Data extracts:
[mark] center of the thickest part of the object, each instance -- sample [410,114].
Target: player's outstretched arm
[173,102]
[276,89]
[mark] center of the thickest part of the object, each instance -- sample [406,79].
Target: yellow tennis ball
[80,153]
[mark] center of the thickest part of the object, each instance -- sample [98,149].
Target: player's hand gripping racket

What is being asked:
All lines from the one with "-- sample [406,79]." to the end of the material above should be copied exactly, both ends included, and nothing else.

Problem solution:
[mark] center of the thickest part of the object, each instance -- sample [406,79].
Target: yellow tennis ball
[80,153]
[mark] center of the thickest part of the object, each instance -- sample [98,149].
Target: player's hand gripping racket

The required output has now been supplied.